### EXERCISE TASKS:
1. Do the following statements agree with the passage on the dispensational kingdom view? Answer yes or no for each, and quote the words of the passage that settle it.
(a) The author of the statement under critique presents the church age as a time when God has all but checked out.
(b) According to the passage, Paul held that the mystery remains hidden from everyone.
(c) The passage says the amillennialists made God Himself an Exile.
2. Carry on the passage on the dispensational kingdom view past its final sentence, keeping its argument and tone.

### TEXT PASSAGE:

- - -

Second, however, candor can be a damaging thing to theological positions. The more some people try to elaborate, the more problems their position creates. In this case, the author ends up exposing the classic dispensational “church age” as a time in which God has all but checked out—a classic “absentee landlord.” This is the Holy One on hiatus, Christ on sabbatical, God on paid leave.
The statement above may include lip-service to Christ as Lord, but the qualifiers pretty much take it away. This is not a Ruler under whose feet all things have been subjected. This is not a Ruler who has all power in heaven and on earth. This is a King-in-name-only. As such, any view of the Kingdom—“interim” or whatever—from this perspective will only be just as limited, or even incoherent. Witness: the author’s claim that the kingdom presently exists only “in a mystery form.”
This “mystery” view of the kingdom seems to me to be at odds with Scripture. Paul says that while the kingdom had been kept a mystery up until his days, the mystery is now revealed to everyone:
Unto me, who am less than the least of all saints, is this grace given, that I should preach among the Gentiles the unsearchable riches of Christ; And to make all men see what is the fellowship of the mystery, which from the beginning of the world hath been hid in God, who created all things by Jesus Christ (Eph. 3:8–9; Cf. Col. 1:26–27; 2:2; 4:3).
Our author goes so far as to say his Absentee God is literally in self-imposed “exile.” It’s bad enough that the amillennialists have doubled-down on the “exile” motif to describe the nature of Christians in this world. Now the premil dispys have gone and made God Himself an Exile. Perhaps it could be argued in defense that this is only a temporary self-imposed exile. But even this has serious implications.

- - -

### INFORMATION PROVIDED:
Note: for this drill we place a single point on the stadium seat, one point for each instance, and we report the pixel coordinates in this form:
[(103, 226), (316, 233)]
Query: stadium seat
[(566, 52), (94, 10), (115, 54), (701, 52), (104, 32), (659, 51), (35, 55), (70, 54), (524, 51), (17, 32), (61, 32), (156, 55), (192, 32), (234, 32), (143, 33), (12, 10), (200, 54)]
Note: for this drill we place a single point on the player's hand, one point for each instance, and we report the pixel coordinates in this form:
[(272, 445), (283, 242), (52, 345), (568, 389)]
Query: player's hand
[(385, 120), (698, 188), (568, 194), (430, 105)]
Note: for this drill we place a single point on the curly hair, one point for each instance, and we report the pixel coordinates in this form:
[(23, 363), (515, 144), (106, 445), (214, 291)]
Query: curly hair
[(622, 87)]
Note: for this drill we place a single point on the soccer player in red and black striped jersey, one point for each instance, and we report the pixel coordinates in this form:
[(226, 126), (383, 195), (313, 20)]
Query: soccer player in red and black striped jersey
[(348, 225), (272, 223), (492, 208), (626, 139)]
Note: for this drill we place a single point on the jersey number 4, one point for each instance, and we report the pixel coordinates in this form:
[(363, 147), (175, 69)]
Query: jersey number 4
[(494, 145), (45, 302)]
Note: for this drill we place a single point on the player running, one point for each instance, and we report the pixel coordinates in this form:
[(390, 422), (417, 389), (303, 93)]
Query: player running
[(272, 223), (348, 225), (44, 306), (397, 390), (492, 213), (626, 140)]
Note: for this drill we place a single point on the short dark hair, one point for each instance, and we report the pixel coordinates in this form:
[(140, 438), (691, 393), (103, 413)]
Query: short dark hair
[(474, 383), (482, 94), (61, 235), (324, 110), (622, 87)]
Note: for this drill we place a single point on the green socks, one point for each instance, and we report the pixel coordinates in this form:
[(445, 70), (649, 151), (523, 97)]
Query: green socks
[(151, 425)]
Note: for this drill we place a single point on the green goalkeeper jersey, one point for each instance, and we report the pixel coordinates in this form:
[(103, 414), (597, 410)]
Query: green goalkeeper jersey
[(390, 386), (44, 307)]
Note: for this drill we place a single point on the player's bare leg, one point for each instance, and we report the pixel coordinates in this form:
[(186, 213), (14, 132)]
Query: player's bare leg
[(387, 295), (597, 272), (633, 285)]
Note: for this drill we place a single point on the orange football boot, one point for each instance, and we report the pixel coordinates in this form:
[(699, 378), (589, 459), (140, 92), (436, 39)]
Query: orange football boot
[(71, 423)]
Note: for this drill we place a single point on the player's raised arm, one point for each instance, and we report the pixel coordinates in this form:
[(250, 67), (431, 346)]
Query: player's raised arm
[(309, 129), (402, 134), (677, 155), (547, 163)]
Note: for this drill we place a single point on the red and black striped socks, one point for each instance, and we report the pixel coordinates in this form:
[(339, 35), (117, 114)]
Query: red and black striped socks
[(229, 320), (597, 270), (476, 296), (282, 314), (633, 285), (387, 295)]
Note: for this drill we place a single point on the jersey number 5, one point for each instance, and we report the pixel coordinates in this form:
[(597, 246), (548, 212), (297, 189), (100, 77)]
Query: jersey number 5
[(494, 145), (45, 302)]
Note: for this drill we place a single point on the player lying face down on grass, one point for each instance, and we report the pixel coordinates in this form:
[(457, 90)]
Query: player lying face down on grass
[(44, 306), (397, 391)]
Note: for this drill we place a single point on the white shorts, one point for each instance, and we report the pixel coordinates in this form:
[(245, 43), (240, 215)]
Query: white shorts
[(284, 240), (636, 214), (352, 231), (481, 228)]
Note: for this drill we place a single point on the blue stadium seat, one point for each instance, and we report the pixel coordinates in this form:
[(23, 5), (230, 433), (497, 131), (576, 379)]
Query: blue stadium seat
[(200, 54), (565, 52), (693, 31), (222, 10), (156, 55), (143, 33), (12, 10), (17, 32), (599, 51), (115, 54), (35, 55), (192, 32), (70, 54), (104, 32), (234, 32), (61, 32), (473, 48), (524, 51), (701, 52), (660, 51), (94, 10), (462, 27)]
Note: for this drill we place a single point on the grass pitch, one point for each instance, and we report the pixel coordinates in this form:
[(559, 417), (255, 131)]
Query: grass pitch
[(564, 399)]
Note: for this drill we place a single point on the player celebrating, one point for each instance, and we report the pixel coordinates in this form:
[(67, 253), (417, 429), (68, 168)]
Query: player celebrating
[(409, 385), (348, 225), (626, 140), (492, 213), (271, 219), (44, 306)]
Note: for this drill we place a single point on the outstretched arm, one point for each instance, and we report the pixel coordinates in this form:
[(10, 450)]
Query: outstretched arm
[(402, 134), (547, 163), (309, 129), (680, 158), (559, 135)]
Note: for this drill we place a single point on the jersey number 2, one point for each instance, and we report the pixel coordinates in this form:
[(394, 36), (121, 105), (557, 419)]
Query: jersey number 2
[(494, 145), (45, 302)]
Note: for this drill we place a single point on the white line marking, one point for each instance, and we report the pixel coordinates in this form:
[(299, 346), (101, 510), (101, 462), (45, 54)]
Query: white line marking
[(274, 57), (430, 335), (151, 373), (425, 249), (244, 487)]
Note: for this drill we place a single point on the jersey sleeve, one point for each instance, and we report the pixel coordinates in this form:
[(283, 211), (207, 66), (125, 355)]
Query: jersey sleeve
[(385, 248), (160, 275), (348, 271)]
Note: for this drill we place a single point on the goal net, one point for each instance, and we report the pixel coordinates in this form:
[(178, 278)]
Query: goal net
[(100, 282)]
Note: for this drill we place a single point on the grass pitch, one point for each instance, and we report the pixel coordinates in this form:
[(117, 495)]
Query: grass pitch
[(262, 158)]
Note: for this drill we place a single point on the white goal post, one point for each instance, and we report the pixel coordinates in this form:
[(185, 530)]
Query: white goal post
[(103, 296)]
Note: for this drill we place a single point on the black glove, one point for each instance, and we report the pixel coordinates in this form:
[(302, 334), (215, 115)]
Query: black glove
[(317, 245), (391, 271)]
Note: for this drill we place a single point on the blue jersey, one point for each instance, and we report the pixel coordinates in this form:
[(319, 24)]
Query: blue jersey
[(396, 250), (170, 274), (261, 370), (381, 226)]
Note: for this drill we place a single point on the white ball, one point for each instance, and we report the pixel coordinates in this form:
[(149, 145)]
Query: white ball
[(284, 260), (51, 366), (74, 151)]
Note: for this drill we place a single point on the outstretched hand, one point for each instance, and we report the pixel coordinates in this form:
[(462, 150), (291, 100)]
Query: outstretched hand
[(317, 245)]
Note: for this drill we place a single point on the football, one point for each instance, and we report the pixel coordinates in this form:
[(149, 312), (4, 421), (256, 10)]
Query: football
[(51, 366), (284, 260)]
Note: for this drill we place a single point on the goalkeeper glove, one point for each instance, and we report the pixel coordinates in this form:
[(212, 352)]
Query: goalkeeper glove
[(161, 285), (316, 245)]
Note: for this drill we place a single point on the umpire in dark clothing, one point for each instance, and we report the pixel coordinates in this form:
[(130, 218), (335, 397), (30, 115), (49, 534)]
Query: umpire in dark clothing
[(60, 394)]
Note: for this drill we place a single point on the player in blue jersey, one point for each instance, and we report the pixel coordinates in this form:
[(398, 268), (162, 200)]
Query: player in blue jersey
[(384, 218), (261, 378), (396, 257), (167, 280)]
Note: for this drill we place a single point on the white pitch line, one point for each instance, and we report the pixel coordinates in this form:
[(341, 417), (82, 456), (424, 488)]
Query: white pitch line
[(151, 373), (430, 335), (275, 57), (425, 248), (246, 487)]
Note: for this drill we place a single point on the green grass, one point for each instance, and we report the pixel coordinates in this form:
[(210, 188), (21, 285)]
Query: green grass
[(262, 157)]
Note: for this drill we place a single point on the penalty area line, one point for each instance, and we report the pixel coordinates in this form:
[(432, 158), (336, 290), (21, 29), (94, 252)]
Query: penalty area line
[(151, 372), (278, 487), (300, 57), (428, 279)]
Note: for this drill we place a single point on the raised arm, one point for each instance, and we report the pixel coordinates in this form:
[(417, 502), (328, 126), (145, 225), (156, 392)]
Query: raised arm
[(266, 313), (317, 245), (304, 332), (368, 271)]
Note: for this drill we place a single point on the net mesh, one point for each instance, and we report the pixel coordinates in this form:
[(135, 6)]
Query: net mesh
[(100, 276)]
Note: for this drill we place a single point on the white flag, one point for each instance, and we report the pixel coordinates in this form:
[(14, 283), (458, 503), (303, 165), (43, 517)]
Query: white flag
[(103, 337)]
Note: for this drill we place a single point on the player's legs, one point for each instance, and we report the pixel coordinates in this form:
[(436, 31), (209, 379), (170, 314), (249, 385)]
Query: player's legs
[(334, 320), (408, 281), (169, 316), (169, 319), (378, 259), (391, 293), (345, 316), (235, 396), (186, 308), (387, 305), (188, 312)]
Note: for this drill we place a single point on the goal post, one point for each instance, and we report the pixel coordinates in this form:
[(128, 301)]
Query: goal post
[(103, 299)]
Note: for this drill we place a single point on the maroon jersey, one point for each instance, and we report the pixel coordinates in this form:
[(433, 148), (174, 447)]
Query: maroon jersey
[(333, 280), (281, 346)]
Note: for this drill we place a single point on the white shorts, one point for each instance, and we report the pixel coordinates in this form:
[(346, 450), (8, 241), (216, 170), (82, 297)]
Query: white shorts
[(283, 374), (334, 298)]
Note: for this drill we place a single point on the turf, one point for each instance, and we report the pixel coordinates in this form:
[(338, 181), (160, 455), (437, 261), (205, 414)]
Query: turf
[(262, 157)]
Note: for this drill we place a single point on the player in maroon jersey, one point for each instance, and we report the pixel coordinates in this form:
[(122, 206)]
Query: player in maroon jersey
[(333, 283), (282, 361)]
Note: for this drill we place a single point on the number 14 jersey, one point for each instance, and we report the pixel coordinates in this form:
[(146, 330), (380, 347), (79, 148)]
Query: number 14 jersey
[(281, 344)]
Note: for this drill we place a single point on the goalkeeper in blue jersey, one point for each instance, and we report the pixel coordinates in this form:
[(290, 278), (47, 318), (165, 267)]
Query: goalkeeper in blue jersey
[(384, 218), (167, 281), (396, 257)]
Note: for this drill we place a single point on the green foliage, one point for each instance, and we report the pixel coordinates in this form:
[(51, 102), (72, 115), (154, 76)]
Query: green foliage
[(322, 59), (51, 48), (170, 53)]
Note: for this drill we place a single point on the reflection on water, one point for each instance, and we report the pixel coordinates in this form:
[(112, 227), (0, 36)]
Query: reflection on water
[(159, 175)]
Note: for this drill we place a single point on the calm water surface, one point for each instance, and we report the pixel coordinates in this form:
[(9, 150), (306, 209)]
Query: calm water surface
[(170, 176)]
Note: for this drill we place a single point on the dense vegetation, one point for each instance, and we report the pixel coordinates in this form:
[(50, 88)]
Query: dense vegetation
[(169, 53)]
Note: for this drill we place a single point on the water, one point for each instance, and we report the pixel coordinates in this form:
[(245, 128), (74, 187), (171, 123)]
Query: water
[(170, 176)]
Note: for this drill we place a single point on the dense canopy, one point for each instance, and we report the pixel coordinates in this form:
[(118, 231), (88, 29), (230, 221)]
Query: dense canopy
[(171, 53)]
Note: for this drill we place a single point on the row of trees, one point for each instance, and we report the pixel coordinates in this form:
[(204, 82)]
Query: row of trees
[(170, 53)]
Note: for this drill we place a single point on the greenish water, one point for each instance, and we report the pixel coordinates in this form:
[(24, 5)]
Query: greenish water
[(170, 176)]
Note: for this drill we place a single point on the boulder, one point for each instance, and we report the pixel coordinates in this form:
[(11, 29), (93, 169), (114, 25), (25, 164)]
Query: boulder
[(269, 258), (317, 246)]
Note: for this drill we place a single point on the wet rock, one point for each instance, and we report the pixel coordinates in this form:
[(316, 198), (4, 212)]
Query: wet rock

- - -

### RESPONSES BY TASK:
1.
(a) Yes: "the author ends up exposing the classic dispensational “church age” as a time in which God has all but checked out"
(b) No: "the mystery is now revealed to everyone"
(c) No: "Now the premil dispys have gone and made God Himself an Exile."

2.
Thus, third, consider what this view does to the doctrine of God, particularly His sovereignty and providence. The author states that during this present “interim” non-kingdom exile, Christ “does not presently exercise His full divine will over the earth.” This is a Christ who is no more interested or involved in history than the God of the deists.
Worse, this view really impinges upon the rest of what Scripture teaches about Divine Providence. When Christ had resurrected, He announced His receipt of total power in heaven and over all the earth (Matt. 28:18–20). He then gave us the Great Commission in light of that fact. When He ascended, he was not vacating the premises, His power, His will, His rule, His authority, or anything else in any way. He remained the same Divine Creator and Omnipotent Ruler as described, for example, in the London Baptist Confession (or its parent, the Westminster Confession of Faith):
God the good Creator of all things, in His infinite power and wisdom, upholds, directs, disposes and governs all creatures and things, from the greatest to the least, by His most wise and holy providence, to the end for which they were created (5.1).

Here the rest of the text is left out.